START QUOTED PASSAGE

[PATCH 00/20] ARM: pxa: move core and drivers to dmaengine

Sun Aug 11 16:05:04 EDT 2013

Daniel Mack <zonque at gmail.com> writes:
> Hi Robert,

We might reduce the thread broadcast, I don't think these many people care about
pxa camera specifics, and its DMA constraints.

>> All that is described in there :
>>   Documentation/video4linux/pxa_camera.txt
>
> Yes, I've seen that, and while the documentation about all that is
> excellent, I lack an explanation why things are so complicated for this
> application, and why a simple cyclic DMA approach does not suffice here.
> I'm sure there's a reason though.
Well, I think there is a good one.
The current video4linux flow, for video capture, is :
 1) userland prepares buffers (ie. dma transfers are prepared, one sg list for
 each "image" or "frame")
 2) userland queues buffers (no hardware operation)
 3) userland starts the capture
 4) userland poll for each frame end
   a) When a frame is finished, userland unqueues it
      => no overwrite of this frame is possible anymore
   b) Userland treats is (might be sent to storage, or compressed, ...)
   c) Userland requeues it (while other frame is being DMAed)

Moreover, it should be assumed that waiting for a "end of DMA transfer" before
requeuing the next one (ie. "cold queuing" instead of "hot queueing") will imply
the miss of the next frame start, and one frame will be missed.

With a cyclic DMA, if I understand dmaengine correctly, step 4a. is not
posssible (ie. if userland is slow enough, the frame will be overwritten without
userland knowing it, and while userland is handling it).

> There might be need to teach the dmaengine core more functionality, but
> in order to do that, we first need to understand the exact requirements.

END QUOTED PASSAGE

SHORT EXERCISE A —
Count the lines of the records that contain the string "steel", treating case as significant, and give only the number.

START GIVEN ENTRIES

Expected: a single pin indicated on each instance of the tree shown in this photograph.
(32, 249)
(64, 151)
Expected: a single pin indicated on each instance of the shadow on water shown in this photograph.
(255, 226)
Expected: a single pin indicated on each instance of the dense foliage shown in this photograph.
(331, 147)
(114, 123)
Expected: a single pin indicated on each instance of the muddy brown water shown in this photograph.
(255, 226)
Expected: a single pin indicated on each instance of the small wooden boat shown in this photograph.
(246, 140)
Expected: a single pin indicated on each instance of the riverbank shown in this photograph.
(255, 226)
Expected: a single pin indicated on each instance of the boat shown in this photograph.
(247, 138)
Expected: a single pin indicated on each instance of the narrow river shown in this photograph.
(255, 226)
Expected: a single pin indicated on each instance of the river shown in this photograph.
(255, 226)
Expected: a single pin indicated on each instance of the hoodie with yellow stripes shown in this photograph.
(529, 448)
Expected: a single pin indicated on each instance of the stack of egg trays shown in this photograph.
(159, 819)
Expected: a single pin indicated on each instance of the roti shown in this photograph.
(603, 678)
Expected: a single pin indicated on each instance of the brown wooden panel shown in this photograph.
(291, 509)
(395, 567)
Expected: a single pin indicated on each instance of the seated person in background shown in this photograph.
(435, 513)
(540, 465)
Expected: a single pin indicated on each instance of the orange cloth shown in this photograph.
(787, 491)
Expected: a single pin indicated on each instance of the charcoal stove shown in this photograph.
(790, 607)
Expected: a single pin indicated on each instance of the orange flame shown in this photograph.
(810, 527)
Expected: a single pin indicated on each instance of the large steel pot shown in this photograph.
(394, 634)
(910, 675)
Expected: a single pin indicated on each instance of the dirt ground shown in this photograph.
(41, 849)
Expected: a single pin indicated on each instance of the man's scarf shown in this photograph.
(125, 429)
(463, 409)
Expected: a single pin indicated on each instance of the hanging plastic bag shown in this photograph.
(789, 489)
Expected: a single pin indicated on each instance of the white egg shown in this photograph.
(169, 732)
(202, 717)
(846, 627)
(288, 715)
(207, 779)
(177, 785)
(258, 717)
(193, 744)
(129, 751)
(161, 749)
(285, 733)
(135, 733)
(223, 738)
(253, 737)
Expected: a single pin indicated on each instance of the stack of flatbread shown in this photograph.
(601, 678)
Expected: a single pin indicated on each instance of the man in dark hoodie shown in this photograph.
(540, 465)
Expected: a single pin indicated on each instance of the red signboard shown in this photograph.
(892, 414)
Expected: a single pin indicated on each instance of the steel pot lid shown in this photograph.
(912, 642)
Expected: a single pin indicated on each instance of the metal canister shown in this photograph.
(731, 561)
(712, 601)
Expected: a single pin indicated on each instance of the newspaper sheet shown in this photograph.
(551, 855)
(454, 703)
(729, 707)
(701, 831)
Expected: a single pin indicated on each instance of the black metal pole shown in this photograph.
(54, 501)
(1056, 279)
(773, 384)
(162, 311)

END GIVEN ENTRIES
START GIVEN ENTRIES

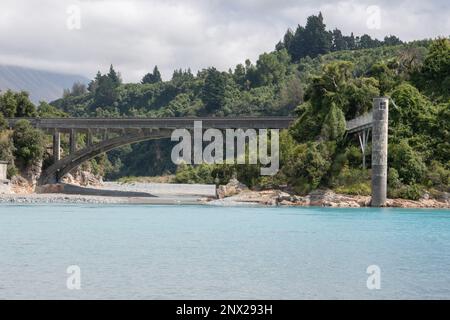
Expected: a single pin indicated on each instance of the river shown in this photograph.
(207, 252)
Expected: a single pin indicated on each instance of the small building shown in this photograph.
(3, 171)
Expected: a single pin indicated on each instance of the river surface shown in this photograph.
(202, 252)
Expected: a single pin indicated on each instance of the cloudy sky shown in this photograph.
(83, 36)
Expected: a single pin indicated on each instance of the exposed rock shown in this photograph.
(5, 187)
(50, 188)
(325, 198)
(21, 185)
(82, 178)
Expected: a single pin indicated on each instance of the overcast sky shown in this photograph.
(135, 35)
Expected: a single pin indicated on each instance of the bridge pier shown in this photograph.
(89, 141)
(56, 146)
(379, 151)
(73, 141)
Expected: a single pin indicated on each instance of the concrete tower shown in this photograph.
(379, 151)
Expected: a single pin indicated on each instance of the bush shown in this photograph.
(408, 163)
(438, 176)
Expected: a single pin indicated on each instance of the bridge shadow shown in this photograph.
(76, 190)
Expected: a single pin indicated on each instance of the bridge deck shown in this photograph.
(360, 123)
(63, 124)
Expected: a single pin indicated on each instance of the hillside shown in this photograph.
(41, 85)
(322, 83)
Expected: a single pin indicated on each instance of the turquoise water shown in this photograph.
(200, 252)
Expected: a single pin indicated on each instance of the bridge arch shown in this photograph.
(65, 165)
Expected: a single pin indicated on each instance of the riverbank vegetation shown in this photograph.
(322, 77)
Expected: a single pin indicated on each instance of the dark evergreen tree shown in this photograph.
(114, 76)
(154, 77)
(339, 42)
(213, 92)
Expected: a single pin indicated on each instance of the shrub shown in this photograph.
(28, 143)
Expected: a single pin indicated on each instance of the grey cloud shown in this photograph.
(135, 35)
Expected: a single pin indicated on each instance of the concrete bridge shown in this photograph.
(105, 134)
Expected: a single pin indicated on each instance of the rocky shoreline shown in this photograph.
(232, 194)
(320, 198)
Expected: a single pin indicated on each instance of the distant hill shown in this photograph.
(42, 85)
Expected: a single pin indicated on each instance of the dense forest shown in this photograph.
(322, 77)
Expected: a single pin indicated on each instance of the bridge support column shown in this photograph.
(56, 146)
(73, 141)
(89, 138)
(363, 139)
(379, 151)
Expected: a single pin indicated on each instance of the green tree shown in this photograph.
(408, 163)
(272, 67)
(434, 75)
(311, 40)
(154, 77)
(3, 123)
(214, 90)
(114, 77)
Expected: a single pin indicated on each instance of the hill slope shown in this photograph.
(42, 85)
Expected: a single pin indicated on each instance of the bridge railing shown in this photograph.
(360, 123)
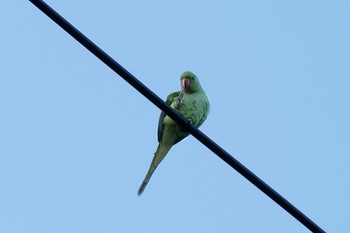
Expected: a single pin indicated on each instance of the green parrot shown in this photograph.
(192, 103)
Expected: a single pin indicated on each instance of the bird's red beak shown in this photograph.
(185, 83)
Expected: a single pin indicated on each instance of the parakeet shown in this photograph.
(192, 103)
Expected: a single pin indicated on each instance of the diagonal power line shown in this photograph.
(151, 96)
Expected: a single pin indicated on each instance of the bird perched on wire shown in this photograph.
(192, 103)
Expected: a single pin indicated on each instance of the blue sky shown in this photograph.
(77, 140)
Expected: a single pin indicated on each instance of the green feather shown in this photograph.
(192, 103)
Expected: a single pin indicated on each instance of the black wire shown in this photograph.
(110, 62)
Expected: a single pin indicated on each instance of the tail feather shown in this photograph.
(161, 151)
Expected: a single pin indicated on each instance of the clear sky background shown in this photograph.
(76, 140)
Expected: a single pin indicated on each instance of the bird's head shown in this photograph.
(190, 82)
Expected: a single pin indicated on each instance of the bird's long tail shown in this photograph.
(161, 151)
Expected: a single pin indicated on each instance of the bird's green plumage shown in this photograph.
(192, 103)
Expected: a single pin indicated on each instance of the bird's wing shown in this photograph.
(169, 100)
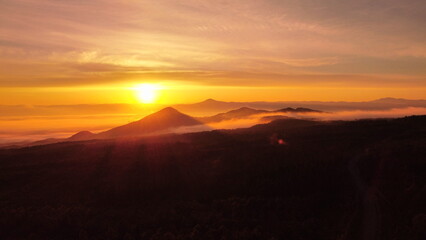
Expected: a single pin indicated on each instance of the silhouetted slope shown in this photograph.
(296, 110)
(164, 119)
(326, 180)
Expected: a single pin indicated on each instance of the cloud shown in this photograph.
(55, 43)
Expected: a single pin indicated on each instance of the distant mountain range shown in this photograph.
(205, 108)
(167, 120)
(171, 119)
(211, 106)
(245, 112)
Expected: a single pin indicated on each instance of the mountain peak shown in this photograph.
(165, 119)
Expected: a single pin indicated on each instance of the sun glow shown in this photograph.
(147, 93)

END GIVEN ENTRIES

SHORT EXERCISE B —
From the pxa camera DMA thread, list the numbered top-level steps of the current video4linux capture flow, leaving out the lettered sub-steps.

FINAL RESULT A —
2

FINAL RESULT B —
1) userland prepares buffers (ie. dma transfers are prepared, one sg list for each "image" or "frame")
2) userland queues buffers (no hardware operation)
3) userland starts the capture
4) userland poll for each frame end